• _TASK BRIEF_
Below are some entries. Copy each line that holds the string "give".

• _MATERIAL FOR THIS EXERCISE_
________________________________________
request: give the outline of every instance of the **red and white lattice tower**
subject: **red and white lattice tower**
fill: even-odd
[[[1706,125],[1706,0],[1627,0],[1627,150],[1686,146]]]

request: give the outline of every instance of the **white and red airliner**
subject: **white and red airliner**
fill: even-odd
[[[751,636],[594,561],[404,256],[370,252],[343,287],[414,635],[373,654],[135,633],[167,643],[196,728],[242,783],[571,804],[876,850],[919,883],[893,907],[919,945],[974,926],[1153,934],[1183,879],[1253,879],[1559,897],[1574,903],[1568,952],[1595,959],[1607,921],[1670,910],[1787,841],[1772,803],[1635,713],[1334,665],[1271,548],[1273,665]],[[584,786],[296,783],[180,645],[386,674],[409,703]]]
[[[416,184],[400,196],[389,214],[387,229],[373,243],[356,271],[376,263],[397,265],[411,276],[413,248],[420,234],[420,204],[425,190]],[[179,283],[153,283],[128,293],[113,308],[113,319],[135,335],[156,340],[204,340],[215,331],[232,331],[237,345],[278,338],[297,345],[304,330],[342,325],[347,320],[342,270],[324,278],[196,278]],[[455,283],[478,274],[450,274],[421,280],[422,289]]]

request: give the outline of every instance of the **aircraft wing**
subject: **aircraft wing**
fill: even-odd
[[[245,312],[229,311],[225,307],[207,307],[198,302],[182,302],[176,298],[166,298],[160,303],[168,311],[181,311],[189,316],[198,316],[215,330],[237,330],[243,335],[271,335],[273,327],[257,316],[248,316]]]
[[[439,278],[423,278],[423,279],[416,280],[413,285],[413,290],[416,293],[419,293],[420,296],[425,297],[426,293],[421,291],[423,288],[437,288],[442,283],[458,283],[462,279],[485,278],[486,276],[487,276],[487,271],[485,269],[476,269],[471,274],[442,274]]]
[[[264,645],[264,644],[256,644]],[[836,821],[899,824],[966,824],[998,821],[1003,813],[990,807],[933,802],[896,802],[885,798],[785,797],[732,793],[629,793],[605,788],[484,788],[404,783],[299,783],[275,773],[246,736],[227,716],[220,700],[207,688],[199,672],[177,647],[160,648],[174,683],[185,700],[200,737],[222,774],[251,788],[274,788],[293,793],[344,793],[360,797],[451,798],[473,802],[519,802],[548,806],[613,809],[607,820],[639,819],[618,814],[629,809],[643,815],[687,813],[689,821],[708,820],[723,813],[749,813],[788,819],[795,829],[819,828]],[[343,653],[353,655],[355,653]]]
________________________________________
• _EXERCISE RESPONSE_
request: give the outline of every instance of the **red and white lattice tower**
request: give the outline of every instance of the **white and red airliner**
request: give the outline of every instance of the **aircraft wing**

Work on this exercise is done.